Segment Open

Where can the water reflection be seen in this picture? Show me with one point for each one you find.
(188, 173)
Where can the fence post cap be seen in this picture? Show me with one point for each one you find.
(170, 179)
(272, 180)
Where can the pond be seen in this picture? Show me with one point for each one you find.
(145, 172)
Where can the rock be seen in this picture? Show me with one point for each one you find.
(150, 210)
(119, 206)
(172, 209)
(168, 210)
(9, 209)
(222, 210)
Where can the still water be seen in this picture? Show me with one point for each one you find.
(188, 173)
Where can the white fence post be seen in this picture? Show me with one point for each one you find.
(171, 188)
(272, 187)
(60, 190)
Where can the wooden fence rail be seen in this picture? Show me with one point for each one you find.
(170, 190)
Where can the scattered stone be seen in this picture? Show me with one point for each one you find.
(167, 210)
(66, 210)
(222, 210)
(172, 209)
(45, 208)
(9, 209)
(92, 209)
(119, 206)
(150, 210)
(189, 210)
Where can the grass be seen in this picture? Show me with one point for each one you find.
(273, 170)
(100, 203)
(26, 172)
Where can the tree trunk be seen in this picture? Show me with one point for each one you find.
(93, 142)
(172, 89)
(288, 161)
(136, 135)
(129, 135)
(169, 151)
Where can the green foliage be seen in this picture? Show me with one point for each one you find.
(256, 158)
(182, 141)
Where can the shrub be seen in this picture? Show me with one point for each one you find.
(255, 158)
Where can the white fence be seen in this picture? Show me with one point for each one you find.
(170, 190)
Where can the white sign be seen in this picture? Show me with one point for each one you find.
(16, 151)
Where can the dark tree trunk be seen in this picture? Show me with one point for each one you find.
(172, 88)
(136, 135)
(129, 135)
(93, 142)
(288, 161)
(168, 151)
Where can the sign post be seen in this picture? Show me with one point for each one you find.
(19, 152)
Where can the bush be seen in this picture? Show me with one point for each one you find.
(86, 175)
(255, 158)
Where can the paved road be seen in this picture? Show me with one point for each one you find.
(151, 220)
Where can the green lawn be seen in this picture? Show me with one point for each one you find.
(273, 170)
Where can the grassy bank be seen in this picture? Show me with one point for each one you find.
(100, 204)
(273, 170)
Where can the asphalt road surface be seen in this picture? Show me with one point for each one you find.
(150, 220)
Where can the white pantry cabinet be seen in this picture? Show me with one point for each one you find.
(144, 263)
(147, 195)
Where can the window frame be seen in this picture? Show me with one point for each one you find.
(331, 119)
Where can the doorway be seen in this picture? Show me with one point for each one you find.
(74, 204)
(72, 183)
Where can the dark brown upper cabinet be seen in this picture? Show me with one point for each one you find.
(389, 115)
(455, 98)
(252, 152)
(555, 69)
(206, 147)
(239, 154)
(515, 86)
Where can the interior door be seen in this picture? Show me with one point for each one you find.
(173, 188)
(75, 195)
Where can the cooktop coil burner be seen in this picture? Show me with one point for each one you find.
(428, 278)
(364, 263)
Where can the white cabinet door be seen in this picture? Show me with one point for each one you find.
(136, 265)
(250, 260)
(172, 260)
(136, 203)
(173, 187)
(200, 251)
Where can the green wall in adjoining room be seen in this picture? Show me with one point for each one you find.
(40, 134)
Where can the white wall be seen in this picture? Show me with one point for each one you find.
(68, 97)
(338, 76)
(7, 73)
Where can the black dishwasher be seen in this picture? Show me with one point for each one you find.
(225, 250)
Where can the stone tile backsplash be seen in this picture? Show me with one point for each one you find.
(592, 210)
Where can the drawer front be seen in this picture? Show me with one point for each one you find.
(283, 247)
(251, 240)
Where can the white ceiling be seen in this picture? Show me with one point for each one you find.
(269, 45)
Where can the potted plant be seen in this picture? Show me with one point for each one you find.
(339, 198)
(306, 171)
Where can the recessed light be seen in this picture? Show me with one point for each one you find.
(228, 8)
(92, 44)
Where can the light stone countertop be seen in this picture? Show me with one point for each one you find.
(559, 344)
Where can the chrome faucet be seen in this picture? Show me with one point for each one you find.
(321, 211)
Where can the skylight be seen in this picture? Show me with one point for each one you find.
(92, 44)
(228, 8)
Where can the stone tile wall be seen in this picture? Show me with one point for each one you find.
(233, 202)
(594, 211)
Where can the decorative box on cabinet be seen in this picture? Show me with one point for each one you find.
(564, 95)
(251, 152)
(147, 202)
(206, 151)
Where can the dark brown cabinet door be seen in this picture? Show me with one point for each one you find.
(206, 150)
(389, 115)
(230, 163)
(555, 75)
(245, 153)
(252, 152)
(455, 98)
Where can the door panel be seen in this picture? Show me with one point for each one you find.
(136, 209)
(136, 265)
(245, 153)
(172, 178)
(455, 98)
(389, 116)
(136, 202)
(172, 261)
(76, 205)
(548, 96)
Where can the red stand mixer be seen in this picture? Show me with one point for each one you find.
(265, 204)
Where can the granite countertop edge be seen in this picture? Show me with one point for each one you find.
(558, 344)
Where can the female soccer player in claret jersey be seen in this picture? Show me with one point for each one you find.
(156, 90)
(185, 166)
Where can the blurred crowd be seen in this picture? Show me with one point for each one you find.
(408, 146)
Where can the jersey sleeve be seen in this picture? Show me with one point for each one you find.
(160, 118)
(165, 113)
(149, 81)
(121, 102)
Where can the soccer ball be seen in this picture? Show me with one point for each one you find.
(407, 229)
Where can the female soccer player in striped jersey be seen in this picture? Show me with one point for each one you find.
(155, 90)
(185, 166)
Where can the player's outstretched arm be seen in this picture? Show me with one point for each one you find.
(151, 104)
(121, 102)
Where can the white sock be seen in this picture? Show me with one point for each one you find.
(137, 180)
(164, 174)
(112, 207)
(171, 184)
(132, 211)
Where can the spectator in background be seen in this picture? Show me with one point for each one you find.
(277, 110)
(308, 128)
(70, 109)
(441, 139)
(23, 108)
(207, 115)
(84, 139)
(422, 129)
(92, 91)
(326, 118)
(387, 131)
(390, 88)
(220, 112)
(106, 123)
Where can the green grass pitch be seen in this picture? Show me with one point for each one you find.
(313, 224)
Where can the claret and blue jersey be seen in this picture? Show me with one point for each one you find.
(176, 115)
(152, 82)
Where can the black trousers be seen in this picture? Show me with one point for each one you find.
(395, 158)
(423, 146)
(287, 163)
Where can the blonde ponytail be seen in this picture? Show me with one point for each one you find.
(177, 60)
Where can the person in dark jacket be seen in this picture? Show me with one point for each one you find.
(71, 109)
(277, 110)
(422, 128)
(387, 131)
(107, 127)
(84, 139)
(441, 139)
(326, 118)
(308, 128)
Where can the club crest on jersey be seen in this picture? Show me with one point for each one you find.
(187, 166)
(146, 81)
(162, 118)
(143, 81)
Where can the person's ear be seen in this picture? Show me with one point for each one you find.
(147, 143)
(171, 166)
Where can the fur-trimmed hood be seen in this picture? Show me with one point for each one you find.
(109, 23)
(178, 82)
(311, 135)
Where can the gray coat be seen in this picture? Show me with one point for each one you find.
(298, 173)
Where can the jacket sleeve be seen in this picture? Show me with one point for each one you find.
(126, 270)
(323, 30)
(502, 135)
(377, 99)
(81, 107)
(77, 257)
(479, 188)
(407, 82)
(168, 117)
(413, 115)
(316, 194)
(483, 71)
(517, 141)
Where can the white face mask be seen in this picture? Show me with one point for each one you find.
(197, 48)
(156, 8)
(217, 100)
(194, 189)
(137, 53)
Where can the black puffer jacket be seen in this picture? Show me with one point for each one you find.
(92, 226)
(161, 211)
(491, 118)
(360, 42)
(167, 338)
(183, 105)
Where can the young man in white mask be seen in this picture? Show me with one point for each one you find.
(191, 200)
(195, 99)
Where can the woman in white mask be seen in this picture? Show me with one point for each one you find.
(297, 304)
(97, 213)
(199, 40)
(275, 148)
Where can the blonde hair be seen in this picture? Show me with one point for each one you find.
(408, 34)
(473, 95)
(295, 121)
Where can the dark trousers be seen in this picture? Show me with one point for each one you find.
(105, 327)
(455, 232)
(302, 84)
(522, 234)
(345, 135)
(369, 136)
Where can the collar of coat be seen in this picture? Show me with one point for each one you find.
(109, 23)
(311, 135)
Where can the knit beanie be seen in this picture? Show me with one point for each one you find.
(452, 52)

Segment Closed

■ WHAT TO DO:
Only the span from the line with "Where can the white face" through the final line of the records goes in the output, each line unchanged.

■ WRITTEN RESPONSE:
Where can the white face mask be seen in this picture? Show me with one point for each one you find.
(197, 48)
(156, 8)
(217, 100)
(194, 189)
(137, 53)
Where can the black puffer jacket be seen in this picture? Show me with one point for each one you find.
(92, 226)
(161, 211)
(491, 118)
(360, 42)
(167, 338)
(183, 105)
Where can the young man in white mask be seen in this picture? Show me with one point for each one you find.
(191, 200)
(195, 99)
Where can the woman in white mask be seen in this picture? Show me with one point for each one you find.
(297, 304)
(97, 213)
(199, 40)
(275, 148)
Where can the blonde hair be seen in this picture? Show me with one point for each one you find.
(408, 34)
(473, 95)
(295, 121)
Where can the dark trousers be seen in this picture? Show me with one point for each one you find.
(105, 327)
(455, 232)
(302, 84)
(522, 234)
(345, 135)
(369, 136)
Where can the collar of coat be seen in this picture? Show me with one point for each one you find.
(109, 23)
(311, 135)
Where can the knit beanie be seen in this picture? Show me with one point for each one you find.
(452, 52)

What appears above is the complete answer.